Labeled-object pointing entries:

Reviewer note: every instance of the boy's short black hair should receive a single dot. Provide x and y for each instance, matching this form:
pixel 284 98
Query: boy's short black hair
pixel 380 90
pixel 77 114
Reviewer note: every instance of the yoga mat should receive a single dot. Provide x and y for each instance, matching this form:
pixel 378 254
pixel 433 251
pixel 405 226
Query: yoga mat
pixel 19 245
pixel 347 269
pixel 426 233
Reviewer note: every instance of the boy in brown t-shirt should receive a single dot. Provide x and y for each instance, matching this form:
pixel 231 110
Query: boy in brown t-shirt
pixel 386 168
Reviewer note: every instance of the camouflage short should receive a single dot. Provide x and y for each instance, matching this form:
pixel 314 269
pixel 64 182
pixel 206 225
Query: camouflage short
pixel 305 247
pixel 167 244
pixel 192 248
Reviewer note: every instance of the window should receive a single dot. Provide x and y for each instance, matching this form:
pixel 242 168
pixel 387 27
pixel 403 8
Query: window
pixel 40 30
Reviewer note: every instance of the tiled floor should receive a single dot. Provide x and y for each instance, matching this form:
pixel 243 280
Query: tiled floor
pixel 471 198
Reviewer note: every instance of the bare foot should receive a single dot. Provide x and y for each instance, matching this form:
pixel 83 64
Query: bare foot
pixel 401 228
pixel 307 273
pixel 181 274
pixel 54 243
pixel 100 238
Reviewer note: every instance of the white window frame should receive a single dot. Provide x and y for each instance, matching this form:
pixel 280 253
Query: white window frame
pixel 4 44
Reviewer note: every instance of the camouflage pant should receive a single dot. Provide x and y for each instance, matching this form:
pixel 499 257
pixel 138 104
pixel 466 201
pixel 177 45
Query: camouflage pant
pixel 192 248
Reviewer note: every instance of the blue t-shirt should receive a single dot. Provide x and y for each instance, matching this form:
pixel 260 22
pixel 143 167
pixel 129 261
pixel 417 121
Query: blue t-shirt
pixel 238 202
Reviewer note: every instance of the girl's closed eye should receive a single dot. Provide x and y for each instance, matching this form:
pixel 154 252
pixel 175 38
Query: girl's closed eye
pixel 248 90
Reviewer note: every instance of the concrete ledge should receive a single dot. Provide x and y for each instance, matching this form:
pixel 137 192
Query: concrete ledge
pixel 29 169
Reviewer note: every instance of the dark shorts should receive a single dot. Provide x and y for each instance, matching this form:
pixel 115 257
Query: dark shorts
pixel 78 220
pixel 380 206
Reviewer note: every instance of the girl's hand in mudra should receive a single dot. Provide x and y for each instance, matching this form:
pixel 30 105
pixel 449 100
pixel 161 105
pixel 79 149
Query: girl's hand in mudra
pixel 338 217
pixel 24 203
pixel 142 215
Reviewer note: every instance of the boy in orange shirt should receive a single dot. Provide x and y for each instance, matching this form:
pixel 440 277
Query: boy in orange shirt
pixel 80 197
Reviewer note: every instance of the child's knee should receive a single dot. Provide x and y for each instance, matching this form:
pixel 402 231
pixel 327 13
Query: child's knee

---

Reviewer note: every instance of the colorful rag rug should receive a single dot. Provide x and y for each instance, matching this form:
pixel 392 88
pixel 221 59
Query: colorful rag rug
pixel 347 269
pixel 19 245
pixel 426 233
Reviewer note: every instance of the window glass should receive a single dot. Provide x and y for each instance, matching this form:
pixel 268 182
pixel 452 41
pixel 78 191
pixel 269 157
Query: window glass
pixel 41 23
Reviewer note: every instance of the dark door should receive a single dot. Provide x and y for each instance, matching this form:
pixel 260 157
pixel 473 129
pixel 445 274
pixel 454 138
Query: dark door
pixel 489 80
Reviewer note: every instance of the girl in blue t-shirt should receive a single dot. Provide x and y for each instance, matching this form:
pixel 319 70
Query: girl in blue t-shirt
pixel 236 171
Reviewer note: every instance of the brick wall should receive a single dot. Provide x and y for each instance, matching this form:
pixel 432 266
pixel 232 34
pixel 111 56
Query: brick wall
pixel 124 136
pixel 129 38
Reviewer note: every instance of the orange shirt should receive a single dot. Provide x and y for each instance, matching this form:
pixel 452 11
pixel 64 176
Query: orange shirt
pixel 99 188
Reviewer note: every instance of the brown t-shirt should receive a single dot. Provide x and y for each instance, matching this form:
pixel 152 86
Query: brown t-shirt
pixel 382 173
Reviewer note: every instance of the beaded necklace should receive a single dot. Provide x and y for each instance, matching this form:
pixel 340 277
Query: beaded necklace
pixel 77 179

**Task directions**
Rewrite everything from the line containing "Reviewer note: every instance of the boy in orange" down to the line containing "Query: child's knee", with both of those lines included. Shift each coordinate in the answers up by 90, and leave every other number unchanged.

**Exercise answer**
Reviewer note: every instance of the boy in orange shirt should receive a single dot. Provide x and y for each instance, matching this form:
pixel 440 277
Query: boy in orange shirt
pixel 170 287
Reviewer note: every instance of the child's knee should receive a single dot. Provide x and y for each instance, matching this form:
pixel 402 231
pixel 327 13
Query: child's knee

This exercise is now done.